(Point-per-instance localization data)
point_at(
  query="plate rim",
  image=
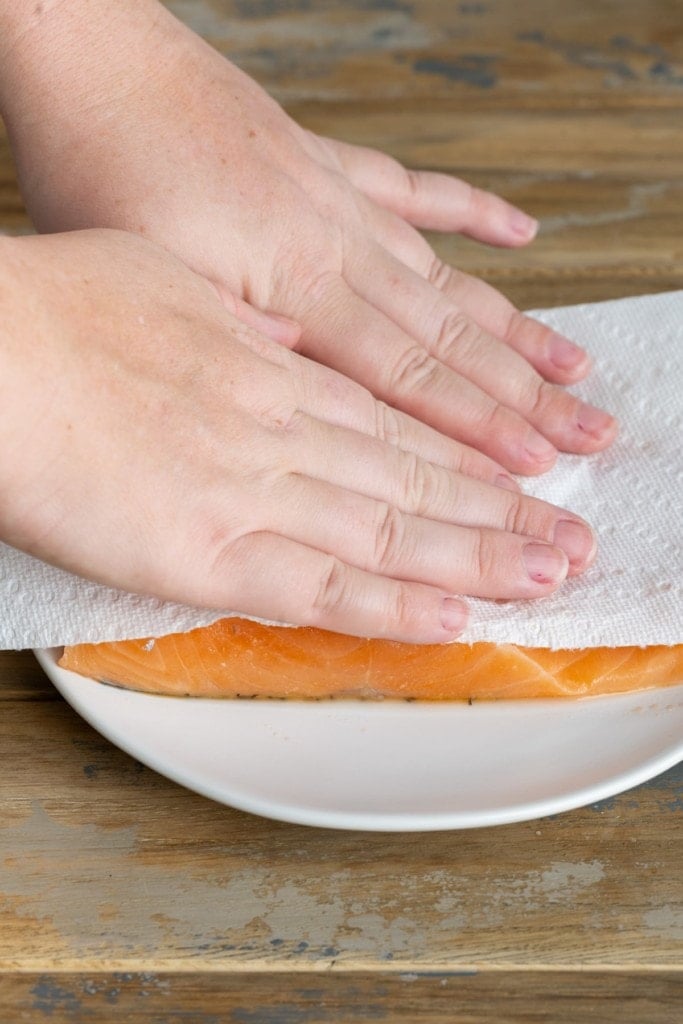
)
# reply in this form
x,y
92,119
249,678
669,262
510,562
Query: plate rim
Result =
x,y
373,821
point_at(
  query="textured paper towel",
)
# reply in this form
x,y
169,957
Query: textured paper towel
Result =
x,y
632,495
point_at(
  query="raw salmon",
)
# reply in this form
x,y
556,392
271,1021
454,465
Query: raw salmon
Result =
x,y
236,657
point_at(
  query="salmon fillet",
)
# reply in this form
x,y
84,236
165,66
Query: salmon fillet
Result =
x,y
237,657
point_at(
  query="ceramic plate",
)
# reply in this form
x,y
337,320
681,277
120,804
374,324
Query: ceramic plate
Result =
x,y
390,766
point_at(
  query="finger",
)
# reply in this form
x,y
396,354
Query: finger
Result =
x,y
379,538
364,468
317,589
290,383
342,330
281,329
456,341
434,201
556,357
337,400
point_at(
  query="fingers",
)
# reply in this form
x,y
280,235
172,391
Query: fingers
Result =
x,y
436,202
340,502
279,579
281,329
343,330
556,357
454,342
379,538
330,396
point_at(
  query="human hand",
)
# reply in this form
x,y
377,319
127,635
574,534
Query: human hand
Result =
x,y
151,440
151,130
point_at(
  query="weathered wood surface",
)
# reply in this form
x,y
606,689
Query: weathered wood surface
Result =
x,y
126,898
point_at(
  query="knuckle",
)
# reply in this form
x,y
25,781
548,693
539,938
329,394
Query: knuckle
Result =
x,y
420,485
541,396
416,370
458,337
403,607
388,424
439,274
519,517
331,595
388,536
413,182
485,556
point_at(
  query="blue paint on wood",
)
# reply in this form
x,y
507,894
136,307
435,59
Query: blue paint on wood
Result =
x,y
471,69
49,996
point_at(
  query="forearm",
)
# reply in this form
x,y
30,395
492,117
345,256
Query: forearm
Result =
x,y
63,65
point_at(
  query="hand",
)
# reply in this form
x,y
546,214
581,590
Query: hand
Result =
x,y
151,440
126,119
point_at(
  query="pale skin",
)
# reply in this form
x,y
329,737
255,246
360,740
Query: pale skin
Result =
x,y
302,385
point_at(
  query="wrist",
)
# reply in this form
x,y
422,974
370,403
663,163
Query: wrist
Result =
x,y
68,54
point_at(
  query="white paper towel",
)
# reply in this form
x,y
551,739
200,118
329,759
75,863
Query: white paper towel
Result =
x,y
632,495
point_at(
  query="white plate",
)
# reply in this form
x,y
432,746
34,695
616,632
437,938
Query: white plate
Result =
x,y
390,766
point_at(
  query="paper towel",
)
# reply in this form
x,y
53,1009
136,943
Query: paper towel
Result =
x,y
632,495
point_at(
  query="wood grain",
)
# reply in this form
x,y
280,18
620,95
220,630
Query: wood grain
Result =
x,y
438,997
125,898
121,869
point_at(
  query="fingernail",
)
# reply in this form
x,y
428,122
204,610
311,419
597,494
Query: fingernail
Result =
x,y
454,614
503,480
594,421
564,354
545,563
538,448
522,224
575,540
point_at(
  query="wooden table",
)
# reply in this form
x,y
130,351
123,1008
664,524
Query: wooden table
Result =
x,y
126,898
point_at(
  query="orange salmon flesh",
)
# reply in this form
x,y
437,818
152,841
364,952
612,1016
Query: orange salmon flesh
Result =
x,y
235,657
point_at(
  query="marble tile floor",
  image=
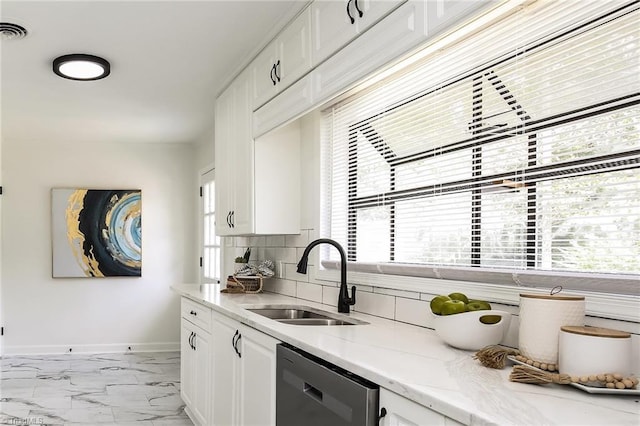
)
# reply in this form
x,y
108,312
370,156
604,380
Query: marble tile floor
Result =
x,y
132,389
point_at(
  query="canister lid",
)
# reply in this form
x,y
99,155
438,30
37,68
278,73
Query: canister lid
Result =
x,y
595,331
551,297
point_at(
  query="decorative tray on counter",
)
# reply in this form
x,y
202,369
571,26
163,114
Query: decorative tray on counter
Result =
x,y
589,389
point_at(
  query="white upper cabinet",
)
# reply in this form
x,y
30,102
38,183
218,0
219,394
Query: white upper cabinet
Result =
x,y
257,182
336,23
234,160
283,61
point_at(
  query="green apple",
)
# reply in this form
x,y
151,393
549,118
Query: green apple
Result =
x,y
450,307
490,319
459,296
478,305
436,303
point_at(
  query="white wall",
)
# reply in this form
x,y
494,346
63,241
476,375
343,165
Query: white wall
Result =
x,y
42,314
204,150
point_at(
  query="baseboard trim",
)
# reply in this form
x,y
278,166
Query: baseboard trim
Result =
x,y
90,348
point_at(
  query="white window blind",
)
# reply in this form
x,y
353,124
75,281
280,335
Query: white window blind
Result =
x,y
509,156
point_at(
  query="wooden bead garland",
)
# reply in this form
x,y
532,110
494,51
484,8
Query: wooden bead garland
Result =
x,y
608,380
536,364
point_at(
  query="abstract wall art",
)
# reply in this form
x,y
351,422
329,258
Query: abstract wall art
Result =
x,y
96,232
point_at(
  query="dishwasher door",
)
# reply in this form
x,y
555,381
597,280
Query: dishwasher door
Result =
x,y
313,392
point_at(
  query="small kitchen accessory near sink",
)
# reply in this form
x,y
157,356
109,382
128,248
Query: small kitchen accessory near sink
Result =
x,y
467,331
541,317
585,351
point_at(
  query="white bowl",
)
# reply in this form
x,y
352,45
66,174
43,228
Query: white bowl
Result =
x,y
465,331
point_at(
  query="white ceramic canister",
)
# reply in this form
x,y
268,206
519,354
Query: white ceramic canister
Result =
x,y
585,351
541,317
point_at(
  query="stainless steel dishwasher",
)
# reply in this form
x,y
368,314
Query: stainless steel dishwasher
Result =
x,y
313,392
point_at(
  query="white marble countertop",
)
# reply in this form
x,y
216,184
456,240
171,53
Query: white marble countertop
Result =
x,y
413,362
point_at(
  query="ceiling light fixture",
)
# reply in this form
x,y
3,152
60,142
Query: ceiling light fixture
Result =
x,y
81,67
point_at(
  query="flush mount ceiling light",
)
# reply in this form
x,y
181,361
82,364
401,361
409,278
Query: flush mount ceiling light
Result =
x,y
81,67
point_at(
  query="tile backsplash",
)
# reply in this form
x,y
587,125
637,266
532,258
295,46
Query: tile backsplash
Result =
x,y
397,305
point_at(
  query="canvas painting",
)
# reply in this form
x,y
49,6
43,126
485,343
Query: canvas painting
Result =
x,y
96,232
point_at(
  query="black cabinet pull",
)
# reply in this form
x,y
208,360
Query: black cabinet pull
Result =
x,y
233,341
349,13
191,345
277,68
355,2
383,412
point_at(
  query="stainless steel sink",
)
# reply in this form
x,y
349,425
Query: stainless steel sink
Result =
x,y
302,315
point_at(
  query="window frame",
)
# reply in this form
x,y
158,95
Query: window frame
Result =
x,y
608,305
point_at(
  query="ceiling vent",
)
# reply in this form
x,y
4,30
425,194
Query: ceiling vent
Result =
x,y
9,31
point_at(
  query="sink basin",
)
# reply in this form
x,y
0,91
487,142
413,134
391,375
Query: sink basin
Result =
x,y
302,315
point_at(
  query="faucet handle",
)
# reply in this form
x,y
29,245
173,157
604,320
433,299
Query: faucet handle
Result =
x,y
352,299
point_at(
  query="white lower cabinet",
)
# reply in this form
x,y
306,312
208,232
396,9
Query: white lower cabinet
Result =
x,y
399,411
244,388
195,365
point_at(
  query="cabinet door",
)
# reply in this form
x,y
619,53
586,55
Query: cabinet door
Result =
x,y
403,412
257,378
223,158
187,363
195,371
263,76
336,23
241,160
294,50
332,27
225,372
234,160
202,376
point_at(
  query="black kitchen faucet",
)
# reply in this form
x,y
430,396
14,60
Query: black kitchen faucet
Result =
x,y
344,301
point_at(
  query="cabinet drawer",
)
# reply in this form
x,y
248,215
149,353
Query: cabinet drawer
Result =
x,y
196,313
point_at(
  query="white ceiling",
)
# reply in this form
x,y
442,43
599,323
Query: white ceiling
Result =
x,y
169,60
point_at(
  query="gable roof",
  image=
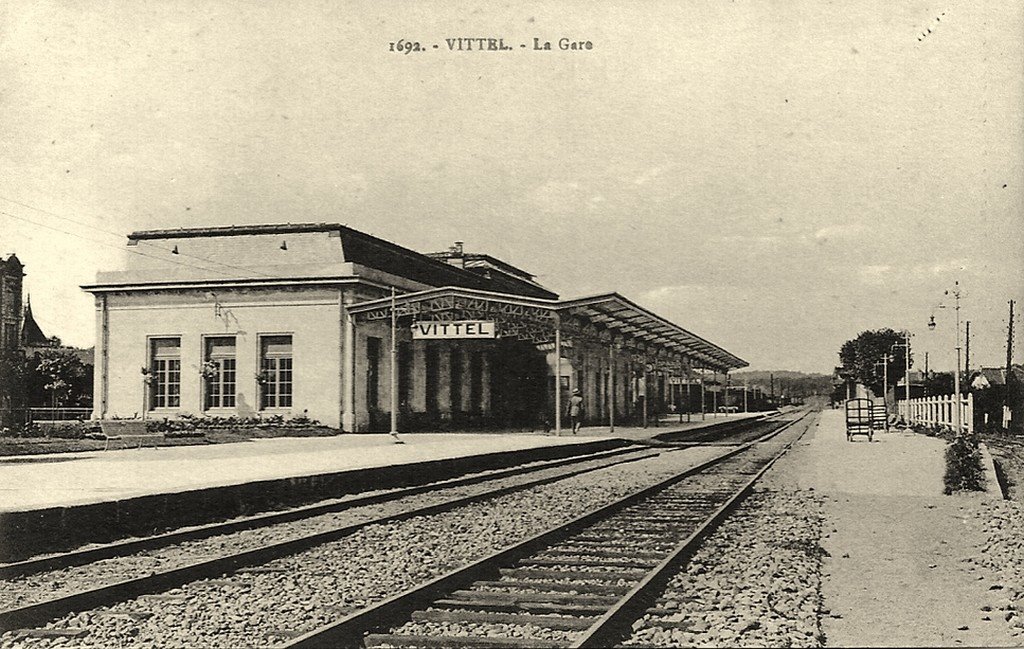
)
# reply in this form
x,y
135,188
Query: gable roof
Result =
x,y
32,334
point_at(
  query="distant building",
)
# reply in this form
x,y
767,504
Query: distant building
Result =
x,y
33,337
11,276
286,319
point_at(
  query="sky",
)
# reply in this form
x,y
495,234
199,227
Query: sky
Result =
x,y
773,176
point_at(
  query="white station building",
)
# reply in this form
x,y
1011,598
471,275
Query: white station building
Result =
x,y
299,319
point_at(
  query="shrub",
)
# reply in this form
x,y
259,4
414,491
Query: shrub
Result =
x,y
964,470
64,430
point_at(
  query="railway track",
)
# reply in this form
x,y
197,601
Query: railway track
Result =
x,y
578,585
33,618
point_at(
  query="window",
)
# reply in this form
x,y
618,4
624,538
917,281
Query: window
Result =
x,y
476,382
373,373
219,372
275,372
165,373
456,379
404,374
432,371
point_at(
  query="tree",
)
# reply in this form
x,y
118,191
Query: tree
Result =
x,y
861,358
56,378
939,383
12,383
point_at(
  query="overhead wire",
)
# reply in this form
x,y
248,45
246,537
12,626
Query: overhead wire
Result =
x,y
94,241
144,243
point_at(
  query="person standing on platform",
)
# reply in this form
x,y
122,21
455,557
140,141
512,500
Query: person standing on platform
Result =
x,y
576,410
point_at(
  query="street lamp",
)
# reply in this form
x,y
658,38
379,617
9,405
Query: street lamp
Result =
x,y
931,326
906,366
885,384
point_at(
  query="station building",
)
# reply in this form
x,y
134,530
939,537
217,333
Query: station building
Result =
x,y
308,319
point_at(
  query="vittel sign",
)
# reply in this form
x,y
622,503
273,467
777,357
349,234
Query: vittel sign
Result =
x,y
459,329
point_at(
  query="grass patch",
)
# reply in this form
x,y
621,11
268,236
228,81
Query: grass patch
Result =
x,y
964,469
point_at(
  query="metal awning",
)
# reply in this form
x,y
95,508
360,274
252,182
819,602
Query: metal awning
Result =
x,y
624,316
536,318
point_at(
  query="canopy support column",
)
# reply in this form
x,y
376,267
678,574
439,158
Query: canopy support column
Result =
x,y
348,358
611,387
558,377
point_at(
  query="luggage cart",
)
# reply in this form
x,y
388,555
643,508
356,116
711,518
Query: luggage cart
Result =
x,y
858,419
880,419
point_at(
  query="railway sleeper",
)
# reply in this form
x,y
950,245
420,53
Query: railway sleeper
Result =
x,y
590,551
520,619
627,545
524,606
598,575
547,586
585,561
469,642
534,598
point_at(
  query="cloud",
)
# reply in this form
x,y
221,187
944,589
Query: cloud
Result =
x,y
559,197
842,230
875,273
650,174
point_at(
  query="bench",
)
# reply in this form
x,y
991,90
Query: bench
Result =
x,y
126,431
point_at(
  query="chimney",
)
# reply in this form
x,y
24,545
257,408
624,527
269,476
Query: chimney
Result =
x,y
456,256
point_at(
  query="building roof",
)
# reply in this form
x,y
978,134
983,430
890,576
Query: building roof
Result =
x,y
32,334
987,377
623,315
356,248
610,311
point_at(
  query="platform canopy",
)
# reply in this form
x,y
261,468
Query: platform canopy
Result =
x,y
625,317
609,317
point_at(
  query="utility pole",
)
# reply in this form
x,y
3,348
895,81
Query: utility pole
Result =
x,y
1010,340
394,369
967,352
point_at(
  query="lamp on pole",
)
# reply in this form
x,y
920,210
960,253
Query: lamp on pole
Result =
x,y
886,359
931,326
394,369
906,371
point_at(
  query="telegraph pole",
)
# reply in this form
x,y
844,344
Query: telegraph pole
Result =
x,y
967,352
394,369
1010,340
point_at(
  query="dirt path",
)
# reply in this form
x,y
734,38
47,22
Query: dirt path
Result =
x,y
896,575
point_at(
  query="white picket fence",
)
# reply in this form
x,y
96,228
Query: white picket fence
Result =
x,y
938,410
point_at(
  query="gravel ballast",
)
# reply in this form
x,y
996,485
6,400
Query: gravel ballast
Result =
x,y
756,580
299,593
1000,557
35,588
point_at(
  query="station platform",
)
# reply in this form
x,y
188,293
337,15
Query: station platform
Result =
x,y
895,546
31,482
143,489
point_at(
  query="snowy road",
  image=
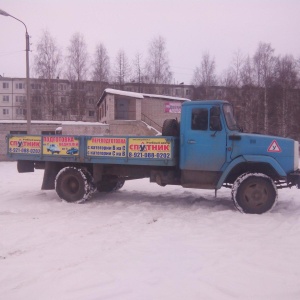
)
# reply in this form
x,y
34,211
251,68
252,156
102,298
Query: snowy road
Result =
x,y
144,242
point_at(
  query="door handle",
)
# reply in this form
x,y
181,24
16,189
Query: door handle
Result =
x,y
191,142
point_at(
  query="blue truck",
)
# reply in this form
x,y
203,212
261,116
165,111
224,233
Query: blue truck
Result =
x,y
205,150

Activity – Supply the count of lines in the entries that contain the word "green", and nothing besides.

Answer to this problem – 2